◆ TASK OBJECTIVE: Copy all of the records below word for word, keeping every line unchanged.
# START OF STORED ROWS
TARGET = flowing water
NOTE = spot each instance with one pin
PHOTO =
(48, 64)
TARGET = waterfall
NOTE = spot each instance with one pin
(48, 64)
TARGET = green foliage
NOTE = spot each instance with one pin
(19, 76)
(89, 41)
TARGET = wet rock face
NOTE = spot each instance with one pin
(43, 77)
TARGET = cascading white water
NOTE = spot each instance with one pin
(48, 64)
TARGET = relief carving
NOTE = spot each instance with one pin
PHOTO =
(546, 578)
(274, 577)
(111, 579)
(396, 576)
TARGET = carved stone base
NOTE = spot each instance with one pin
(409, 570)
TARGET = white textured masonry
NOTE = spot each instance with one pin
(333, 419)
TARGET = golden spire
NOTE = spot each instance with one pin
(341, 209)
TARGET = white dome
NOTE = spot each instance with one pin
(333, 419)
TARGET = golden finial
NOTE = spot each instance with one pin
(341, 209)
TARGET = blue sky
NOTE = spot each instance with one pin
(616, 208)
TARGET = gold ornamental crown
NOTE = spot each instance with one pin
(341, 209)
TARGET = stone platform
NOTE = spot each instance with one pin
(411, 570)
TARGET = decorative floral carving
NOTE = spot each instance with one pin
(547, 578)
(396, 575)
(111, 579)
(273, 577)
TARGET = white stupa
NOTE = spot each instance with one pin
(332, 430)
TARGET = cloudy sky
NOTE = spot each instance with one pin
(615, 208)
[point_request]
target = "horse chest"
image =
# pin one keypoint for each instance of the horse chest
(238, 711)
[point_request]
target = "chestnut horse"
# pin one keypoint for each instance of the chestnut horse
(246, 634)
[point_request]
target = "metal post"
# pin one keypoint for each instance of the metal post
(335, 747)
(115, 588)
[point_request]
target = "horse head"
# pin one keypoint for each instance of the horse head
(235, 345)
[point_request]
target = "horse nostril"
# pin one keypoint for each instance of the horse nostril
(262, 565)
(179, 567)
# END OF STORED ROWS
◆ RESULT FOR THIS EXERCISE:
TARGET = flowing water
NOTE = spot each instance with one pin
PHOTO =
(48, 64)
TARGET = waterfall
NOTE = spot each instance with one pin
(48, 64)
TARGET = green foliage
NOTE = spot each instance with one pin
(19, 76)
(89, 41)
TARGET = wet rock face
NOTE = spot each instance with one pin
(43, 77)
TARGET = cascading white water
NOTE = spot each instance with one pin
(48, 64)
TARGET = relief carving
NOTE = spot each instance with one pin
PHOTO =
(546, 578)
(274, 577)
(111, 579)
(396, 576)
TARGET = carved stone base
NOTE = spot each instance with one pin
(409, 570)
TARGET = white textured masonry
NOTE = spot each instance with one pin
(333, 419)
TARGET = golden spire
NOTE = spot each instance with one pin
(341, 209)
TARGET = white dome
NOTE = spot each instance with one pin
(333, 419)
TARGET = golden finial
NOTE = spot each instance with one pin
(341, 209)
TARGET = blue sky
NOTE = spot each instance with one pin
(616, 208)
TARGET = gold ornamental crown
NOTE = spot each instance with one pin
(341, 209)
TARGET = stone platform
NOTE = spot each instance with one pin
(411, 570)
TARGET = decorative floral carving
NOTE = spot each instance with one pin
(547, 578)
(396, 575)
(111, 579)
(273, 577)
TARGET = white stupa
NOTE = spot each instance with one pin
(332, 430)
TARGET = cloudy sky
NOTE = spot each instance with one pin
(615, 208)
[point_request]
target = "horse chest"
image =
# pin one keypoint for each instance of the horse chest
(238, 711)
[point_request]
target = "chestnut horse"
# pin one keypoint for each instance of the chestnut horse
(246, 634)
[point_request]
target = "metal post"
# pin one keypoint for each instance of the metal post
(335, 747)
(115, 588)
[point_request]
target = "horse head"
# pin one keypoint for each instance of the horse head
(235, 345)
[point_request]
target = "horse nostril"
# pin one keypoint for each instance of the horse nostril
(262, 565)
(179, 567)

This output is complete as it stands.